··· Data
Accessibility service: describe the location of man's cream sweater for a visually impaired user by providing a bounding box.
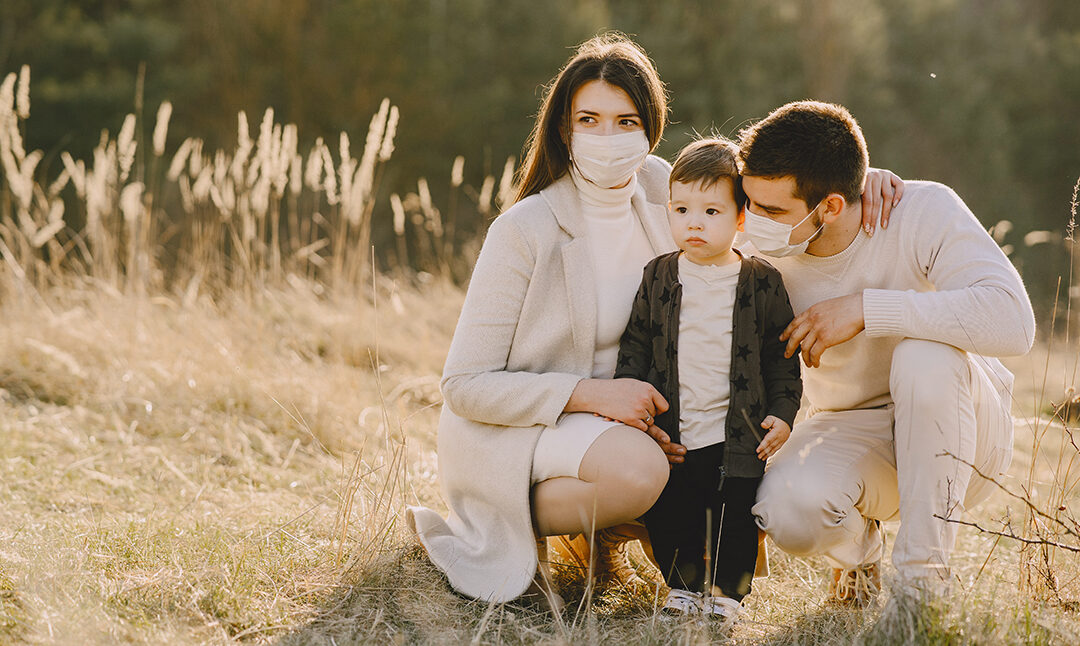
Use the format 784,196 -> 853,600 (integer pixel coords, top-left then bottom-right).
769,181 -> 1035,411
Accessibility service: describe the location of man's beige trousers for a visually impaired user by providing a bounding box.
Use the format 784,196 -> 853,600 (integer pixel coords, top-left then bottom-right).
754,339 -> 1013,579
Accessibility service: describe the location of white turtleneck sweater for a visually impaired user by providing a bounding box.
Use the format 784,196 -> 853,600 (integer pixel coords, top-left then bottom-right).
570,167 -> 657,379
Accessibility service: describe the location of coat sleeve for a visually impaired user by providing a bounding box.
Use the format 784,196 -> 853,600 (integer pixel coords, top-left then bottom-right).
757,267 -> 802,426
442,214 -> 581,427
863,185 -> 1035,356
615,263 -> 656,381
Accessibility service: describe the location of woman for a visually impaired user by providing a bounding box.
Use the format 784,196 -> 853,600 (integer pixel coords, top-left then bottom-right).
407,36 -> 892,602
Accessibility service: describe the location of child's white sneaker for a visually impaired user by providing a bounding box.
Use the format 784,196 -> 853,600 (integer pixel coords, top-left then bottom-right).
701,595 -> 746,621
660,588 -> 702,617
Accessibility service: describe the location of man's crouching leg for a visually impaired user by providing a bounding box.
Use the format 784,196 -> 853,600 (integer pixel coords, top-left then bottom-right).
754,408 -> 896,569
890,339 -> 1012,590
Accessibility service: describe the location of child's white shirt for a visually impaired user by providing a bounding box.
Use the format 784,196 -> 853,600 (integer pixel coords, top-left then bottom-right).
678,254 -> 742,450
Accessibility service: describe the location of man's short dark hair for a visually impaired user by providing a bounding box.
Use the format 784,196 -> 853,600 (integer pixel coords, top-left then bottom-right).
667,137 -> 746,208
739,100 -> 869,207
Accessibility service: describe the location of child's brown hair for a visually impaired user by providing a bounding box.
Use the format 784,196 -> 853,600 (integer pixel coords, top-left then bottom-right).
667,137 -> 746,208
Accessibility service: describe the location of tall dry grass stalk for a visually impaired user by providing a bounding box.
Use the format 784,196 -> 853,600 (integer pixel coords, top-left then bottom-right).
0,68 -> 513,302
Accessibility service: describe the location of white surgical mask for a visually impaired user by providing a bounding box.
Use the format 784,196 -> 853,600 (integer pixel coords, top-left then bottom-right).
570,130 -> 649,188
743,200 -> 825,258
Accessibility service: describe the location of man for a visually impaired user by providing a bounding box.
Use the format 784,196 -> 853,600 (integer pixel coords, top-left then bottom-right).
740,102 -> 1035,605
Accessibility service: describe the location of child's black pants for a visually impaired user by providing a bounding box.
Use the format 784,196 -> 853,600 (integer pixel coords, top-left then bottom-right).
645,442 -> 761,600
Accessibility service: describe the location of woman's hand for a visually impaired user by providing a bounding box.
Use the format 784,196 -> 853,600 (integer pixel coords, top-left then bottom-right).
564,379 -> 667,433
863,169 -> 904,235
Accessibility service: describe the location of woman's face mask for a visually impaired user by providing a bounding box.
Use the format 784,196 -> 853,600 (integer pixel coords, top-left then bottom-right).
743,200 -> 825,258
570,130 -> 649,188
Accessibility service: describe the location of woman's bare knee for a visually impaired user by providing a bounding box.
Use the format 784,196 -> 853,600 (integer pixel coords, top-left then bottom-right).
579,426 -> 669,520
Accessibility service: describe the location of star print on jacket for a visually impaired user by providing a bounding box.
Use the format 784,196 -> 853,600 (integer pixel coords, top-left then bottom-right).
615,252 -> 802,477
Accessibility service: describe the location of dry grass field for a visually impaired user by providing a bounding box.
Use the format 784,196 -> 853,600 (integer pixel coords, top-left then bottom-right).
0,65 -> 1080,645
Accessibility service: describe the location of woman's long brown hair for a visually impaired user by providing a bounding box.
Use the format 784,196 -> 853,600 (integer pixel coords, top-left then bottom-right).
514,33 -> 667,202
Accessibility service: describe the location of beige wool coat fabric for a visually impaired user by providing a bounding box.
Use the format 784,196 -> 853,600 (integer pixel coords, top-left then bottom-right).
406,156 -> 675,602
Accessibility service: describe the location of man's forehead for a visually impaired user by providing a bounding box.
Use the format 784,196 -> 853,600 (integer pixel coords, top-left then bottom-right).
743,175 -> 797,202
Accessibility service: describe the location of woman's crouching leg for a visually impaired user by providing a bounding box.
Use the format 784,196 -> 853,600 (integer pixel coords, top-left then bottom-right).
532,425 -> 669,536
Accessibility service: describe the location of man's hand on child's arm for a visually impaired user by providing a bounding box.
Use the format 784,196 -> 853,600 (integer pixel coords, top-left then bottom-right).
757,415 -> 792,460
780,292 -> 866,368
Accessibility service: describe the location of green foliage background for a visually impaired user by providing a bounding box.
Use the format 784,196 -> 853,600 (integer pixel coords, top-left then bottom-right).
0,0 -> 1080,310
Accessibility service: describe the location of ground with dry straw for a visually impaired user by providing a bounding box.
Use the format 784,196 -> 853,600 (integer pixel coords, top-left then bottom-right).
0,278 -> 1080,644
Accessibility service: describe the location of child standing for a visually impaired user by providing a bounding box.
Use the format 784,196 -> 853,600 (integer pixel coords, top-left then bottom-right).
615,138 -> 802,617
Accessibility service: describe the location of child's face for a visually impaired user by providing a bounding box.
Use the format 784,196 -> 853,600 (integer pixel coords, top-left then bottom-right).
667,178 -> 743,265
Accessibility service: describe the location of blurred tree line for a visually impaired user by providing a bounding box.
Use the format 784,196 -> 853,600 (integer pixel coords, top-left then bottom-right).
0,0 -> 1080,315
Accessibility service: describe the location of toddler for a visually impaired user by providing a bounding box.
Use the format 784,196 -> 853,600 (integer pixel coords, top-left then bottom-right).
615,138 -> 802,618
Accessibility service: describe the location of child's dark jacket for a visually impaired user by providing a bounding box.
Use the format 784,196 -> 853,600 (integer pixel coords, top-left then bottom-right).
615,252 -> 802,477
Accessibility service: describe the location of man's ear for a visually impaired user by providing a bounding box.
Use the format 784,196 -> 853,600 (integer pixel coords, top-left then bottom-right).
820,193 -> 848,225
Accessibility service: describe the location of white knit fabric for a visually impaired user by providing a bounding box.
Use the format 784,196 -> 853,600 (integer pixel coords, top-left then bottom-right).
······
## What you need to do
Rewrite the material above, changing each instance of "visually impaired user" to "blind user" and leaving everything else as it is. Leave the pictures out.

## Solution to this problem
Accessibility service: describe the location of man's cream sweater for a blind user by providing a bounding box.
Use the format 784,196 -> 853,600 (integer pixel coords, top-left then bottom-right).
769,181 -> 1035,411
Accessibility service: describe the location of man's beige trousers for a blind user by providing a bounding box.
Use the format 784,196 -> 853,600 (integer pixel coords, top-left then bottom-right).
754,339 -> 1013,579
Accessibility service: describe the location of white turtleneck sweater for a blind user by providing a bounding box.
Use the format 784,196 -> 853,600 (integer pixel coords, top-left then bottom-right).
570,167 -> 657,379
Accessibility service: describe the location of coat sleeve for a blind user by providing a bounding box.
Use the format 784,196 -> 853,600 (integer pixel coords, top-left then bottom-right).
757,267 -> 802,426
442,214 -> 581,427
863,185 -> 1035,356
615,263 -> 656,381
Accessibility service: describe the location of woman for a blind user by providing a bounding box.
Use the format 784,196 -> 853,600 (integer pixel coords, top-left then bottom-right).
407,36 -> 892,602
Accessibility service: describe the location of child's white sneaker for a blind user by providing a bounding box.
Use the format 784,196 -> 853,600 (integer pixel coords, top-left then bottom-right).
701,595 -> 746,621
660,588 -> 702,617
Accessibility service: describe the location of man's crouching leg for a blind user by providing a bounding box.
Use the format 784,196 -> 853,600 (integer pixel coords, top-left then bottom-right).
754,408 -> 896,569
890,339 -> 1012,590
Accessibility service: describe the location of child's white shirt for a blind user by providing a bounding box.
Use the format 784,196 -> 853,600 (integer pixel coords, top-left then bottom-right).
678,254 -> 742,450
Accessibility service: describe the location of man's short dark hair for a blind user by providing a bounding box.
Use the format 784,196 -> 853,600 (integer pixel coords, top-left then bottom-right).
667,137 -> 746,208
739,100 -> 869,207
Accessibility service: describe the location of child's brown hair for a blind user by providing a bounding box.
Use the format 784,196 -> 853,600 (integer pixel coords, top-left then bottom-right).
667,137 -> 746,208
Accessibility service: describe the location of tall dry grass stalk for a blind user by providing a bounding box.
Use the format 784,196 -> 853,600 (integer pixel coords, top-left then bottom-right).
0,68 -> 513,302
Accessibility service: describe the location of white surgical mask for a blind user by providing a bounding box.
Use the format 784,196 -> 853,600 (integer pixel coords, top-left then bottom-right).
570,130 -> 649,188
743,200 -> 825,258
Accessibility service: describe the location of man for a blind user by providing a bounding box.
Use the format 784,196 -> 853,600 (integer pixel coords, top-left then bottom-right).
740,102 -> 1035,605
Accessibility service: describe the location of child's black pants for a blind user by providing a bounding box.
Use the format 784,196 -> 853,600 (integer pixel coords, top-left then bottom-right).
645,442 -> 761,600
Accessibility service: describe the location of woman's hand for a blind user by providing a bounding box.
Use the format 784,196 -> 853,600 (integer pixel coords, top-left then bottom-right).
564,379 -> 667,433
863,169 -> 904,235
Accessibility service: describe the location of woman's face mask for a blind user by providing a bounding box.
Use the format 784,196 -> 853,600 (integer pixel coords, top-left then bottom-right).
743,200 -> 825,258
570,130 -> 649,188
Accessibility service: describe the location of woman's bare knee for a blind user by providing a bounding box.
Use the format 784,196 -> 853,600 (integer pixel coords, top-left then bottom-right).
579,426 -> 669,520
Accessibility service: describe the location of star print on jacket for a blind user by providing a bounding box.
Use the format 784,196 -> 853,600 (integer pixel coords, top-left then bottom-right).
615,252 -> 802,477
Accessibility service: describe the location of dry grass field for a blind user by providing a bounding box.
Use the format 784,196 -> 853,600 (integer pixel coords, top-left then bottom-right).
0,65 -> 1080,645
Accessibility service: describe the location of woman's long brown hair for a blind user by providing a bounding box.
Use the format 784,196 -> 853,600 (integer pixel coords, top-left then bottom-right).
514,33 -> 667,202
Accessibility service: describe the location of beige wool coat fabric for a blind user by providing a bounding box.
Use the format 784,196 -> 853,600 (integer pixel coords, top-left then bottom-right).
406,156 -> 675,602
Accessibility service: describe the location of man's forehead for a blind user by providing a bounding box.
Use the format 784,196 -> 853,600 (integer pixel coords, top-left then bottom-right).
743,175 -> 797,202
Accessibility service: describe the location of woman's crouching leg for a blind user by providing a bounding box.
Use the format 784,196 -> 853,600 (integer pixel coords, top-left then bottom-right).
532,425 -> 669,536
Accessibility service: describe the location of man's hand on child's arm for a blind user by providing a bounding box.
Use the format 784,196 -> 853,600 (integer pixel coords, top-left then bottom-right).
757,415 -> 792,460
780,292 -> 866,368
Accessibility service: describe the location of green foliage background for a blind user by providing a bounding box.
Use the format 784,196 -> 853,600 (integer pixel coords, top-left then bottom-right).
0,0 -> 1080,310
Accessibility service: describe the location of ground with dry straw for a blind user by providing a bounding box.
Use the format 784,196 -> 853,600 (integer pixel coords, top-left then bottom-right).
0,278 -> 1080,644
Accessibility service: describe the location of child standing for a blind user by providing a bounding box.
Use the format 784,196 -> 853,600 (integer pixel coords, top-left then bottom-right).
615,138 -> 802,617
Accessibility service: describe the location of child's face for a blind user by providing a bounding box.
Use the format 784,196 -> 853,600 (integer pixel coords, top-left then bottom-right).
667,178 -> 743,265
Accessibility service: describe the location of blurred tree line for a blind user by providing a bounding box.
Use the format 784,196 -> 853,600 (integer pixel coords, top-left then bottom-right).
0,0 -> 1080,315
Accessibility service: describe the location of toddler for a blind user by providing a bounding box.
Use the format 784,196 -> 853,600 (integer pixel coords, top-left then bottom-right).
615,138 -> 802,618
Accessibility service: describe the location of child's dark jacket for a blind user by providing a bounding box.
Use the format 784,196 -> 853,600 (integer pixel coords, top-left then bottom-right).
615,252 -> 802,477
Accessibility service: describe the location of man's ear for a blind user by providing a bounding box.
Use the format 784,196 -> 853,600 (integer pixel coords, top-left then bottom-right).
820,193 -> 848,225
Accessibility service: describe the location of white knit fabric for a blind user by providing a bounding box.
Use the format 784,196 -> 853,600 (integer pixel coords, top-left then bottom-right).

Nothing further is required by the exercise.